++++ Data for the task

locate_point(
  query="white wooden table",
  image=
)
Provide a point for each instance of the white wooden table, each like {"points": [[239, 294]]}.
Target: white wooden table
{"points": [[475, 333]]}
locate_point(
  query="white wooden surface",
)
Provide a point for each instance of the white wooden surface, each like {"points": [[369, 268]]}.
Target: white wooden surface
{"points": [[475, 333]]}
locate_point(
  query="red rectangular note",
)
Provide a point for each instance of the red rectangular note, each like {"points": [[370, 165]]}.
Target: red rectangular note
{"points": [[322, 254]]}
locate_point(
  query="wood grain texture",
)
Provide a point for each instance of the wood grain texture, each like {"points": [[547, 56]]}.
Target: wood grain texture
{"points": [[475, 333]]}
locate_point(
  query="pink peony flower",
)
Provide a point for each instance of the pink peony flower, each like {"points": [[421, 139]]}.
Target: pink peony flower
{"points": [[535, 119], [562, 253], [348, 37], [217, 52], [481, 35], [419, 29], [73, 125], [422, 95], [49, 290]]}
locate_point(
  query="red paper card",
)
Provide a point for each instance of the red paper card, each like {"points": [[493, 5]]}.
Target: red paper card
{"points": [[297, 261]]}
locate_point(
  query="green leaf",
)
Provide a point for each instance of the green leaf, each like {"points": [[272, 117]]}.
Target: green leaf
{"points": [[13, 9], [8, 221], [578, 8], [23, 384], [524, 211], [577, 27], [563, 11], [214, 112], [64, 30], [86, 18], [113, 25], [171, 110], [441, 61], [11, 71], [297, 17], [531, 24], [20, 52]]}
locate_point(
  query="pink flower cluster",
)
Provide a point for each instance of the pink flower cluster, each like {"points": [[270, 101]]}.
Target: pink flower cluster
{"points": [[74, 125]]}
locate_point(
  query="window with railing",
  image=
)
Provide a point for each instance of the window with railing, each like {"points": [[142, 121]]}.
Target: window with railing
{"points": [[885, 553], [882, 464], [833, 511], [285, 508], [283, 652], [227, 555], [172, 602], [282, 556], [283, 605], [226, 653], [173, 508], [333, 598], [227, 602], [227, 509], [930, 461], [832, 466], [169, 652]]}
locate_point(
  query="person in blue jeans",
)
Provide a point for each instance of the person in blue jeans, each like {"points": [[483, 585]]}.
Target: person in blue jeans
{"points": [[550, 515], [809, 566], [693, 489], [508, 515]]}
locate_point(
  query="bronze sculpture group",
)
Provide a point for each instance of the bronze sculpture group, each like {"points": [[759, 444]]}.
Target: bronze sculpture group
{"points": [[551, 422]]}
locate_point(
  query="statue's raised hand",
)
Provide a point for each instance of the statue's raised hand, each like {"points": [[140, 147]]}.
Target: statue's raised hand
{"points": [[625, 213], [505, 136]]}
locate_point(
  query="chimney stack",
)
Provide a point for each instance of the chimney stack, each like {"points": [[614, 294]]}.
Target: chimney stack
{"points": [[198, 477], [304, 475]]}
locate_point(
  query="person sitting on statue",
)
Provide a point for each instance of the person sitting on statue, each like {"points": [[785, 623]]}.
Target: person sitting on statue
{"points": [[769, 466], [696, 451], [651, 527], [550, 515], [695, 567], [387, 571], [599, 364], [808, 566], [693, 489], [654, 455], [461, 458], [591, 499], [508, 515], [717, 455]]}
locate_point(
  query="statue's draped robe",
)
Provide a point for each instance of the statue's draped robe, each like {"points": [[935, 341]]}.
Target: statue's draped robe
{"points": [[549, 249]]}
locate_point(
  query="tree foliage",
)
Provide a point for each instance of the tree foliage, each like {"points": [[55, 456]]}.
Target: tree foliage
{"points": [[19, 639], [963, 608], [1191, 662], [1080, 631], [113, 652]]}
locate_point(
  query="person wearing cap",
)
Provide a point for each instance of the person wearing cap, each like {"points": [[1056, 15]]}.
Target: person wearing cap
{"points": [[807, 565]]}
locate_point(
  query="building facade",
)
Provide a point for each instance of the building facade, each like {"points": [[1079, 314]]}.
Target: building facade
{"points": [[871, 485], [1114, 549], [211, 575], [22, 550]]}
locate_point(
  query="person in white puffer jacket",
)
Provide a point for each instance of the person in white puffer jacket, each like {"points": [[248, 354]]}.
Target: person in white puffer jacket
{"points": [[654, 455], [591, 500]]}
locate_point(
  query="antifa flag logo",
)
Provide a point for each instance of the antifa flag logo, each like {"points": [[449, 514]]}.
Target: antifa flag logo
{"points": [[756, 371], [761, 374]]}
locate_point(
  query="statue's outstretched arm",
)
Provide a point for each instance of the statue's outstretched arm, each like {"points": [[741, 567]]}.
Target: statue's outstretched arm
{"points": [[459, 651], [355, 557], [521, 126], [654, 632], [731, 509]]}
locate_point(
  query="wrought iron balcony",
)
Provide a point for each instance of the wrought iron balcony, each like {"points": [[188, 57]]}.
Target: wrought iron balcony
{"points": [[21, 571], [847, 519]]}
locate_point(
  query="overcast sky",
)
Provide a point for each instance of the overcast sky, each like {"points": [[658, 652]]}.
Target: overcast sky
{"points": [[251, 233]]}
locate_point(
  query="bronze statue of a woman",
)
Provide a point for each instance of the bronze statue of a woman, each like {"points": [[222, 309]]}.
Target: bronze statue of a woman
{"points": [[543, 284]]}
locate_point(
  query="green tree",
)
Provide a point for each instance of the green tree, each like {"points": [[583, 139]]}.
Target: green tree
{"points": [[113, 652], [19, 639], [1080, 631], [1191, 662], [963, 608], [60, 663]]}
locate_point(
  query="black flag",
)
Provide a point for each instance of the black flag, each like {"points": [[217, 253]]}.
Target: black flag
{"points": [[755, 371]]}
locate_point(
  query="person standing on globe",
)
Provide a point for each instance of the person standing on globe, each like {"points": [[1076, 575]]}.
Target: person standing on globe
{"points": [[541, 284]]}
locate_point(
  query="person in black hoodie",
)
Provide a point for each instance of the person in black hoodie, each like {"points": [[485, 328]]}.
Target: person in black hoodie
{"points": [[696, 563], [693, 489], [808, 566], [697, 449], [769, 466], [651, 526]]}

++++++++

(Task) Quote the entire listing above exactly.

(Result of this exercise)
locate_point(
  query="white wooden table",
  image=
)
Provide a point for each instance of the white wooden table, each like {"points": [[239, 294]]}.
Target: white wooden table
{"points": [[475, 333]]}
locate_point(
  query="white wooden surface",
)
Provide a point for each instance of the white wooden surface, each like {"points": [[369, 268]]}.
Target: white wooden surface
{"points": [[475, 333]]}
locate_point(
  query="red rectangular note",
)
Provide a point for each instance of the red rectangular note, each like {"points": [[370, 165]]}.
Target: red rectangular note
{"points": [[322, 254]]}
locate_point(
  query="wood grain texture",
)
Provide a point for each instance of the wood grain texture, each like {"points": [[547, 56]]}.
Target: wood grain texture
{"points": [[475, 333]]}
locate_point(
  query="pink peony flower",
)
Provide a point for each instance of the pink peony flower, each like {"points": [[421, 139]]}.
Target: pink peony flower
{"points": [[535, 119], [562, 253], [348, 37], [217, 52], [481, 35], [419, 29], [73, 125], [422, 95], [49, 290]]}
locate_point(
  query="red paper card",
)
Provide a point for each instance of the red paper card, each like {"points": [[493, 5]]}.
Target: red paper card
{"points": [[297, 261]]}
locate_point(
  query="green leaf",
)
Provide a point for each instance of the green leaf, each like {"points": [[272, 117]]}.
Target: green leaf
{"points": [[13, 9], [8, 221], [578, 8], [23, 384], [524, 211], [577, 27], [563, 11], [214, 112], [64, 30], [86, 18], [113, 25], [171, 110], [441, 61], [11, 71], [297, 17], [531, 24], [20, 52]]}
locate_point(
  query="pink flower cluster",
)
Provide a point for each instance of the pink flower cluster, each like {"points": [[270, 101]]}.
Target: pink flower cluster
{"points": [[74, 125]]}
locate_point(
  query="window with railing",
  image=
)
Provide a point for each instance of the window with railing, each like {"points": [[142, 121]]}.
Target: window with railing
{"points": [[885, 553], [882, 464], [833, 511], [285, 508], [283, 652], [227, 555], [172, 602], [282, 556], [283, 605], [226, 653], [173, 508], [333, 598], [227, 602], [227, 509], [930, 461], [832, 466], [169, 652]]}
locate_point(
  query="person in blue jeans",
)
Provide a point for each instance of the person in blue jeans, each like {"points": [[483, 585]]}.
Target: person in blue jeans
{"points": [[550, 515], [809, 566], [693, 489], [508, 515]]}
locate_point(
  query="bronze sculpture group",
)
Provide a point for each instance of the bronze sculpture group, each like {"points": [[759, 444]]}.
Target: bronze sculpture group
{"points": [[551, 422]]}
locate_point(
  query="statue's raised hand",
)
Provide a point for each instance of the statue's raised hand, each like {"points": [[140, 147]]}.
Target: statue's raised hand
{"points": [[625, 213], [505, 136]]}
locate_point(
  query="chimney stack",
)
Provide a point for each instance of the chimney stack, each like {"points": [[614, 294]]}.
Target: chimney stack
{"points": [[198, 477], [304, 475]]}
locate_point(
  query="person sitting on statue",
)
Provide a point for each instance of the person sitting on statue, each like {"points": [[785, 623]]}.
Target: person sitting on statue
{"points": [[769, 466], [696, 451], [651, 527], [550, 515], [695, 567], [387, 571], [599, 364], [808, 566], [693, 489], [654, 455], [461, 458], [591, 499], [508, 515], [717, 455]]}
locate_point(
  query="statue's draped robe",
)
Provide a point for each instance of the statue's draped robe, each like {"points": [[935, 341]]}.
Target: statue's draped robe
{"points": [[549, 249]]}
locate_point(
  query="tree foliage",
)
Provide a point for each instance of the tree foliage, each like {"points": [[55, 456]]}.
Target: tree foliage
{"points": [[19, 639], [963, 608], [1191, 662], [1080, 631], [113, 652]]}
locate_point(
  query="person wearing cap",
)
Provide a point for each instance of the person wearing cap, each like {"points": [[1056, 15]]}.
Target: person wearing cap
{"points": [[807, 565]]}
locate_point(
  query="building facade",
)
Provide a point for each instance of the building facade, each like {"points": [[1079, 314]]}.
Target: building facade
{"points": [[871, 485], [1114, 549], [211, 575], [22, 550]]}
locate_point(
  query="person in white puffer jacket",
)
Provide a point for each instance of the person in white puffer jacket, each like {"points": [[248, 354]]}.
Target: person in white puffer jacket
{"points": [[654, 455], [591, 500]]}
locate_point(
  query="antifa flag logo",
)
Provide a point for each instance of the antifa flag logo, each like {"points": [[449, 514]]}.
Target: antifa flag logo
{"points": [[756, 371], [761, 374]]}
locate_point(
  query="statue's outstretched arm",
)
Provide a point for each instance of the statue's outstretched arm, each like {"points": [[741, 567]]}.
Target: statue's outstretched arm
{"points": [[459, 651], [355, 557], [521, 126], [654, 632], [731, 509]]}
locate_point(
  query="wrought iron balcony",
)
Provide a point for each instance of the wrought iron balcony, each like {"points": [[188, 57]]}.
Target: wrought iron balcony
{"points": [[21, 571], [847, 519]]}
locate_point(
  query="overcast sky",
)
Provide a point for each instance of the overcast sky, each like {"points": [[658, 652]]}.
Target: overcast sky
{"points": [[251, 233]]}
locate_point(
  query="bronze statue of a woman",
)
Provide a point for each instance of the bronze statue of a woman, each like {"points": [[222, 309]]}.
Target: bronze statue of a woman
{"points": [[543, 284]]}
locate_point(
  query="green tree",
)
Provide a point for each instance of the green tree, each like {"points": [[583, 139]]}.
Target: green tree
{"points": [[113, 652], [19, 639], [1080, 631], [1191, 662], [963, 608], [60, 663]]}
locate_point(
  query="black flag",
)
Provide a point for each instance of the black flag, each like {"points": [[217, 253]]}.
Target: black flag
{"points": [[755, 371]]}
locate_point(
  query="person standing on globe",
)
Provide a point for each instance of the person standing on globe, each like {"points": [[1076, 575]]}.
Target: person standing on globe
{"points": [[541, 284]]}
locate_point(
  query="person in black hoodie",
)
Provide a point for each instance of the person in black hoodie, each like {"points": [[485, 328]]}.
Target: person in black hoodie
{"points": [[696, 563], [693, 489], [808, 566], [697, 449], [769, 466], [651, 526]]}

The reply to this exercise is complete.